Copy the lines starting with the line with "of the carved" and going on through the line with "[[256, 860], [378, 834]]", substituting "star ornament" for "star decoration" and leaving everything else unchanged.

— start Records supplied —

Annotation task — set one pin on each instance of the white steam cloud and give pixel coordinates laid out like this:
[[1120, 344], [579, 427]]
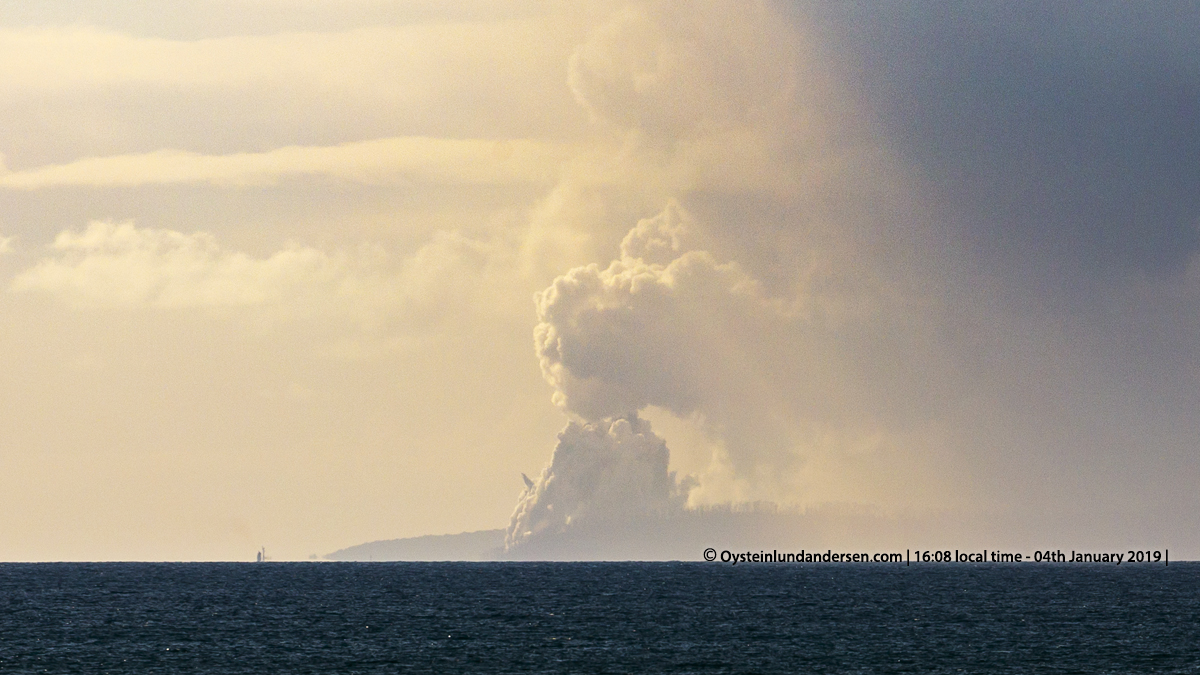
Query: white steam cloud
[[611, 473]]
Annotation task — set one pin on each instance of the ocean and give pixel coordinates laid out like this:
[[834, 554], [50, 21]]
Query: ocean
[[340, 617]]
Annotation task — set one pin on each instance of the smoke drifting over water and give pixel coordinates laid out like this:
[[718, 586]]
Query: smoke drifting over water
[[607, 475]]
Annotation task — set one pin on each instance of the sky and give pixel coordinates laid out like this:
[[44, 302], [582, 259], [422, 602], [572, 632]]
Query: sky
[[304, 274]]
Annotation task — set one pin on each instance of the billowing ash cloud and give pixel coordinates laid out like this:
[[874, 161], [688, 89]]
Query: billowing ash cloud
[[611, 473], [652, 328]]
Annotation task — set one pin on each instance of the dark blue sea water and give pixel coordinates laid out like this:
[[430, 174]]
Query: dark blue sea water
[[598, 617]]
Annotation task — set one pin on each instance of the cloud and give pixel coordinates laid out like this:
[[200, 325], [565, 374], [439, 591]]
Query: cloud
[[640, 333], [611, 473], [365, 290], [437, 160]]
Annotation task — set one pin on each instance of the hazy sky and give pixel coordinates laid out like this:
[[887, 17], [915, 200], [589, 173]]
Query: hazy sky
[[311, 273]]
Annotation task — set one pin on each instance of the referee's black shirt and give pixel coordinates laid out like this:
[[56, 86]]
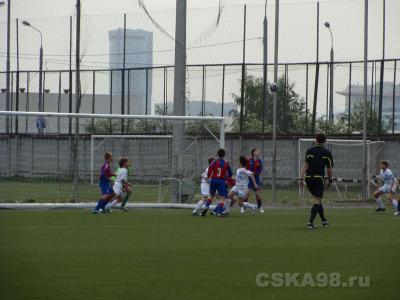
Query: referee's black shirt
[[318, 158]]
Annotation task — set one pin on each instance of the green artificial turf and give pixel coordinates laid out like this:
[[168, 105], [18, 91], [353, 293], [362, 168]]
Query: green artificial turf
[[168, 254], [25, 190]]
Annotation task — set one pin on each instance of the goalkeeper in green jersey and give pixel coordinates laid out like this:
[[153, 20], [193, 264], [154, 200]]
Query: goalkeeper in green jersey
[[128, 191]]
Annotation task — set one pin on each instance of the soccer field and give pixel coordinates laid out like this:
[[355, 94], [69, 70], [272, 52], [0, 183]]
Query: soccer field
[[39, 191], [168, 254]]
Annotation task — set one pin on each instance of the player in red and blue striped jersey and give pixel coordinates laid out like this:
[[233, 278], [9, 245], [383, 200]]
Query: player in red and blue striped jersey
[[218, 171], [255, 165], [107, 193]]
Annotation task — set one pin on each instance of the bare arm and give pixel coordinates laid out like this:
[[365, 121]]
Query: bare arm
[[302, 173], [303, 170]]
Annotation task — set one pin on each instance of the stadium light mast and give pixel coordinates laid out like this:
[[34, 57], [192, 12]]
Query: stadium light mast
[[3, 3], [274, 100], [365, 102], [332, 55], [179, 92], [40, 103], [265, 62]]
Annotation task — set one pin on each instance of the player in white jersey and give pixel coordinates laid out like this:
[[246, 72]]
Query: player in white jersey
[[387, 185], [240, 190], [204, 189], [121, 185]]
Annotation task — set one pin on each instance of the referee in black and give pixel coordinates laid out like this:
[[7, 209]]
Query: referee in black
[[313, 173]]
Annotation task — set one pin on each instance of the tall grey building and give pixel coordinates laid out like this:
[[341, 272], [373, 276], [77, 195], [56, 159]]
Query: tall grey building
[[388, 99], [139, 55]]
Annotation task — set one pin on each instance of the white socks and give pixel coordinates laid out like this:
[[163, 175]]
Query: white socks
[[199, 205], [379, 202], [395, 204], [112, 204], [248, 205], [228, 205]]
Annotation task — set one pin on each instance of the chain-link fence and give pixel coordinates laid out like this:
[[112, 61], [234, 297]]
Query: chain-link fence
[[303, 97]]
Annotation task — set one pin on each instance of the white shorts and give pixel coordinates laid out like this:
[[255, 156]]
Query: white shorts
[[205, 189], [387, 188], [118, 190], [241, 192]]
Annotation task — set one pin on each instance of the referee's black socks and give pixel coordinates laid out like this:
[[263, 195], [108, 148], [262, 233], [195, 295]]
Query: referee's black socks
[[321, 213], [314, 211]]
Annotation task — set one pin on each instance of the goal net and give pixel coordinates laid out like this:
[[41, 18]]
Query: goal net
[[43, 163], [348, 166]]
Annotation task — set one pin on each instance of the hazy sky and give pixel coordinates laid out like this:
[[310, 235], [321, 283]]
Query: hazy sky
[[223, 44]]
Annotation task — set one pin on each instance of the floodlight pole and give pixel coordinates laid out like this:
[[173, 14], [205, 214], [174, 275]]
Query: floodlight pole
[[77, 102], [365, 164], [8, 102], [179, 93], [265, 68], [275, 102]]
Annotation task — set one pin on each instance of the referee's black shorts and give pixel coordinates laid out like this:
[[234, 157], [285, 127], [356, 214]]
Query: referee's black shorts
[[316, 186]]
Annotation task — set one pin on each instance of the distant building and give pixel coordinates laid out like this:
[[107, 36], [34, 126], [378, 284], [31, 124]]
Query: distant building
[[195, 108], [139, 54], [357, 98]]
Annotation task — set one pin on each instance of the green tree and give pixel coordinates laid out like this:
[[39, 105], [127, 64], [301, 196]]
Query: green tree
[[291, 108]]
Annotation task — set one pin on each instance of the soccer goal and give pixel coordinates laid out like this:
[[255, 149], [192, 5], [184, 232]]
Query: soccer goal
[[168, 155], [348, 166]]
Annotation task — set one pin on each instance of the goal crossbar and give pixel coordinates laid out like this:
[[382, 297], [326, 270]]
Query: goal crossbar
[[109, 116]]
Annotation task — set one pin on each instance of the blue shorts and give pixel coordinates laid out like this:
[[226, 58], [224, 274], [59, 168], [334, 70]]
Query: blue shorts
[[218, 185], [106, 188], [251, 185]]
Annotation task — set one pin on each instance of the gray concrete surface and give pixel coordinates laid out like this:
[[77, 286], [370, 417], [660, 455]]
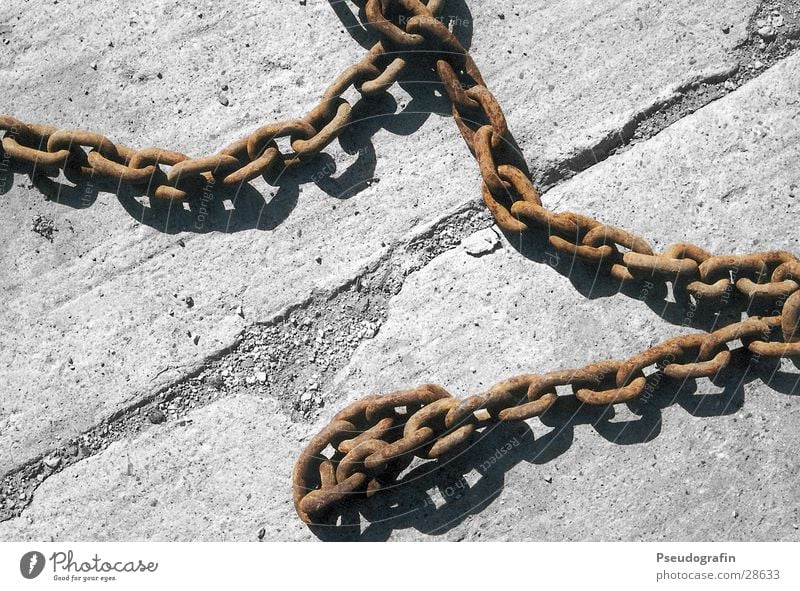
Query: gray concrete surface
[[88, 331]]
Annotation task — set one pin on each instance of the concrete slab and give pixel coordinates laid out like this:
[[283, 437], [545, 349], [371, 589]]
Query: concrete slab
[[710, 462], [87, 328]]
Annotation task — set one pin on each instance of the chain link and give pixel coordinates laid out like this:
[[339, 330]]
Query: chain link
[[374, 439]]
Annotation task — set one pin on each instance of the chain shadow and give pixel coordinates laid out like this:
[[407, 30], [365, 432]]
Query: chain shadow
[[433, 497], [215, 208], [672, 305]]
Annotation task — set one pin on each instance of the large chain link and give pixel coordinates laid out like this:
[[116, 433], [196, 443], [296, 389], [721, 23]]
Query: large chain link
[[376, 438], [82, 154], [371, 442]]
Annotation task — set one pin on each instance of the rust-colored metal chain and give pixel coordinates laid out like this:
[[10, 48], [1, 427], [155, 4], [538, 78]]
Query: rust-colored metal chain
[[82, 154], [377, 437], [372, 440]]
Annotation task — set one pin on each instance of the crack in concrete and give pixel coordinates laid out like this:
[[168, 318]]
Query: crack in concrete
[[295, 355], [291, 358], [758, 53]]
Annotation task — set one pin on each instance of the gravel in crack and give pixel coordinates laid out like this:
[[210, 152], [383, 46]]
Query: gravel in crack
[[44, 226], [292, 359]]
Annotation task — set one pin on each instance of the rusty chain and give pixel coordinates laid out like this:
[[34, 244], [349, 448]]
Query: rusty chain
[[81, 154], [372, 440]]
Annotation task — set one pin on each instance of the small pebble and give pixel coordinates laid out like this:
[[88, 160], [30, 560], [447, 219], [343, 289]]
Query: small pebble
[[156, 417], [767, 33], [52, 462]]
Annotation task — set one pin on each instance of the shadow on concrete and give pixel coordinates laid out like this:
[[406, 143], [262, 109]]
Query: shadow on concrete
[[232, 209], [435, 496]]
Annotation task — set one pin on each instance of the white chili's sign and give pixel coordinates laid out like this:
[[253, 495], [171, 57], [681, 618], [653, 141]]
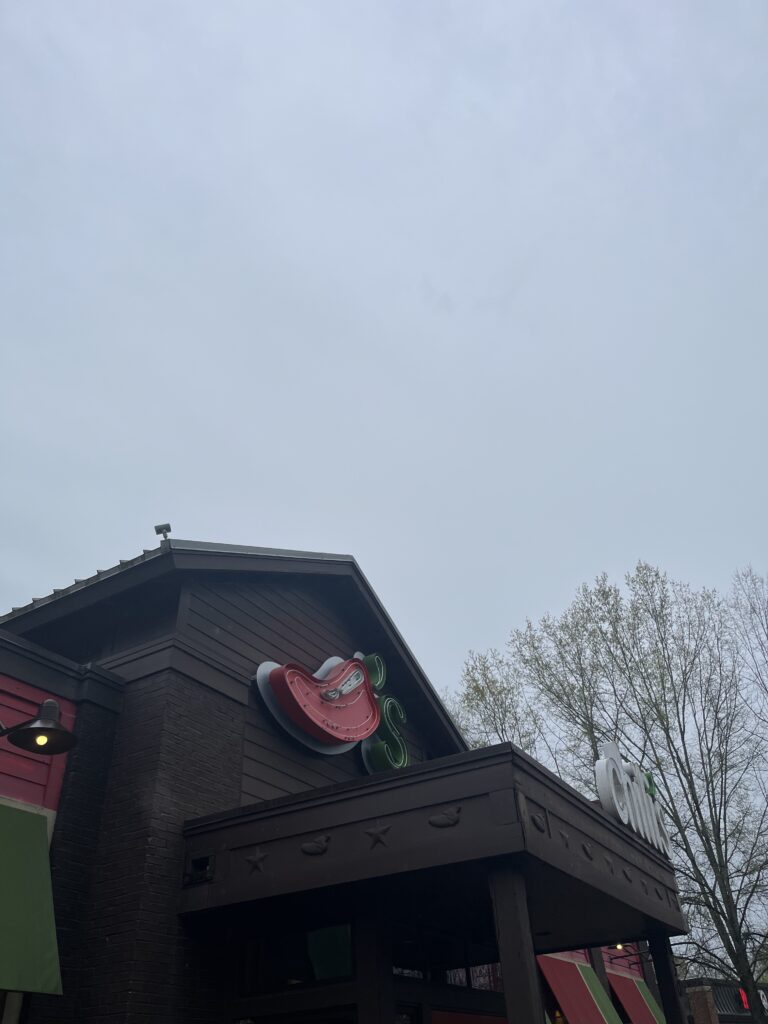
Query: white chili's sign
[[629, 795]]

— end Records supplied —
— start Records supplied —

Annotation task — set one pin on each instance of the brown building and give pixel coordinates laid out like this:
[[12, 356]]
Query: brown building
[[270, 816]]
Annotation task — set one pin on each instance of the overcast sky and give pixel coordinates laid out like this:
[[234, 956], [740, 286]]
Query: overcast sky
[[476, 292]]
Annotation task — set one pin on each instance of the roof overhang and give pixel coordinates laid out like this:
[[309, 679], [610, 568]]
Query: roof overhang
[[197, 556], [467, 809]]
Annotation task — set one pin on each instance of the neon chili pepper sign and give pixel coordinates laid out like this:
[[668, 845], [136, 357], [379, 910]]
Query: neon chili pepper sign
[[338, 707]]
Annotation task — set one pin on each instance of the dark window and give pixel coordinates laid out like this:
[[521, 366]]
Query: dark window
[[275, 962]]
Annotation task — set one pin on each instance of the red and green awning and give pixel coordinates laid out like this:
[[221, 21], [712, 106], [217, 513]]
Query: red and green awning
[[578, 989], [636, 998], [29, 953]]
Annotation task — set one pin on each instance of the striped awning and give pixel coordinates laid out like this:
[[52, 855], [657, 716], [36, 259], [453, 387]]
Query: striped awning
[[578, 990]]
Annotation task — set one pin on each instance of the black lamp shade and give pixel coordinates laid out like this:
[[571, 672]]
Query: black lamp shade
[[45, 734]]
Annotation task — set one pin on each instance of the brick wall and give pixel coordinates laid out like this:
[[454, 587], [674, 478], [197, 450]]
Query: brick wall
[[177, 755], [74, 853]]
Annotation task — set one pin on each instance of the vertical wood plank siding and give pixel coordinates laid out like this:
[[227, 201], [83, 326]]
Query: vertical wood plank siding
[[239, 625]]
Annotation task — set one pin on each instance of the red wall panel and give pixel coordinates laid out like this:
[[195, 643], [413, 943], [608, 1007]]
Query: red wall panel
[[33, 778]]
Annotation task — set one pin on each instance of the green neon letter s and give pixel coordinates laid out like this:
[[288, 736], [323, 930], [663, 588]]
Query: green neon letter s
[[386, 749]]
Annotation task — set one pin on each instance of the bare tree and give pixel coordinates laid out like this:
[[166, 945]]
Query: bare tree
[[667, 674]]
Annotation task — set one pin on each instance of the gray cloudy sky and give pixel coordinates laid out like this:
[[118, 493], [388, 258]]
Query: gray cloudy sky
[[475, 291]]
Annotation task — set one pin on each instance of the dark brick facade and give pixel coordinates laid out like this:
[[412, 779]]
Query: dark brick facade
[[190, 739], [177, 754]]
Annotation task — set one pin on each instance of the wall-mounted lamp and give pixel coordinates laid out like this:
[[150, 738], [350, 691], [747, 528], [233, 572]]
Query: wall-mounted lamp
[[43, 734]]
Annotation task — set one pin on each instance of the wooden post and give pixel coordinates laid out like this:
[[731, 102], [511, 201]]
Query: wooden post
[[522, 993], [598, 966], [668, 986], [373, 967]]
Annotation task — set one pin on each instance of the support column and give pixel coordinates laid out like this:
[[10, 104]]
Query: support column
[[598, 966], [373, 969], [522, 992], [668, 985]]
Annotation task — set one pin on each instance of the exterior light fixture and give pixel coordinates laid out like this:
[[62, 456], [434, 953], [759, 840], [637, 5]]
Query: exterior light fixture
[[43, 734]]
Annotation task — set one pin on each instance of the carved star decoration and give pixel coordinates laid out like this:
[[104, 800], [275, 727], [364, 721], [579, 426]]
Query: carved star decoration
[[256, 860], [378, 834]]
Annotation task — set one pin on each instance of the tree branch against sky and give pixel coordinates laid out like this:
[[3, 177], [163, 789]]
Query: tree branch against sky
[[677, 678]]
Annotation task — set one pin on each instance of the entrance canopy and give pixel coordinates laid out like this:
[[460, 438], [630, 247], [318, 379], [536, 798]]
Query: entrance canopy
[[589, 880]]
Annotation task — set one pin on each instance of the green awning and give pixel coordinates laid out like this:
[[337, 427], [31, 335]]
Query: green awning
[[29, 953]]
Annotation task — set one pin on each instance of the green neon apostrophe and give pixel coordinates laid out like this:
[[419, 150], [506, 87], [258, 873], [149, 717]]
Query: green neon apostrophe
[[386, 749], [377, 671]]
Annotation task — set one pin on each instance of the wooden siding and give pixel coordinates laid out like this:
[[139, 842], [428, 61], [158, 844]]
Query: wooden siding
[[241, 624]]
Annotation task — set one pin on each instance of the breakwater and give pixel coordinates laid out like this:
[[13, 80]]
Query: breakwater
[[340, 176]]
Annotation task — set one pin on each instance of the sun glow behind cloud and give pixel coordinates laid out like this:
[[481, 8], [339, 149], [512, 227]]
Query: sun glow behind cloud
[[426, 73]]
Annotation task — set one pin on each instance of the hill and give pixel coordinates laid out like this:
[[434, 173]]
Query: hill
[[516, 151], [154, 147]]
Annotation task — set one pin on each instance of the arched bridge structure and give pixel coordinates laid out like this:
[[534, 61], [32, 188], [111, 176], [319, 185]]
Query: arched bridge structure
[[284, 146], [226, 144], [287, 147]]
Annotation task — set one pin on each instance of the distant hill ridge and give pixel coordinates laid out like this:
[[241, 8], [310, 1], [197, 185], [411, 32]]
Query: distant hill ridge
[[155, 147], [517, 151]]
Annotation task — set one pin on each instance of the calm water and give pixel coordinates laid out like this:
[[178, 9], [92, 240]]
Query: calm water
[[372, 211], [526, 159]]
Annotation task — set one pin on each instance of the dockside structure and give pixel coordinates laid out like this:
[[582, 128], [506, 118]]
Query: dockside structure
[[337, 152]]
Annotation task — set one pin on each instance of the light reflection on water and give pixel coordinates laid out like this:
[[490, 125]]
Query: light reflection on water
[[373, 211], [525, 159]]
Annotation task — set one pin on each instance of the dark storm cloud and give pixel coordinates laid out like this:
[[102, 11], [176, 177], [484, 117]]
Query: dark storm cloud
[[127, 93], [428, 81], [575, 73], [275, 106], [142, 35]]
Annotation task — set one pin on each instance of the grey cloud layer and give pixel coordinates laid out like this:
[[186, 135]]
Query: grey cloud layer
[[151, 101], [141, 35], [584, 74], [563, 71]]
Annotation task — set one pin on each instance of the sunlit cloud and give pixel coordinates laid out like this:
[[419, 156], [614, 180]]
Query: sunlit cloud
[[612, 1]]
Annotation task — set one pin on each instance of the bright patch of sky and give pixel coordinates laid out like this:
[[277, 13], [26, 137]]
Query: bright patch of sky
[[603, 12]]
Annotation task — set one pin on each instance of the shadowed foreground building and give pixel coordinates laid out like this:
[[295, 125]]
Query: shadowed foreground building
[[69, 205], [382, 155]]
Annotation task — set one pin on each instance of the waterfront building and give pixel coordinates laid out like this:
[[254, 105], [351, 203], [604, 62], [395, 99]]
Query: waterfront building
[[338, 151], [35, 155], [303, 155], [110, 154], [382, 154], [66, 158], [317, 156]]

— end Records supplied —

> **Response to the task**
Annotation task — set one pin on each instance of the carved star ornament and give pixel coordinates laid out like this:
[[104, 800], [275, 727], [364, 721], [579, 426]]
Query: carved star ornament
[[256, 860], [378, 834]]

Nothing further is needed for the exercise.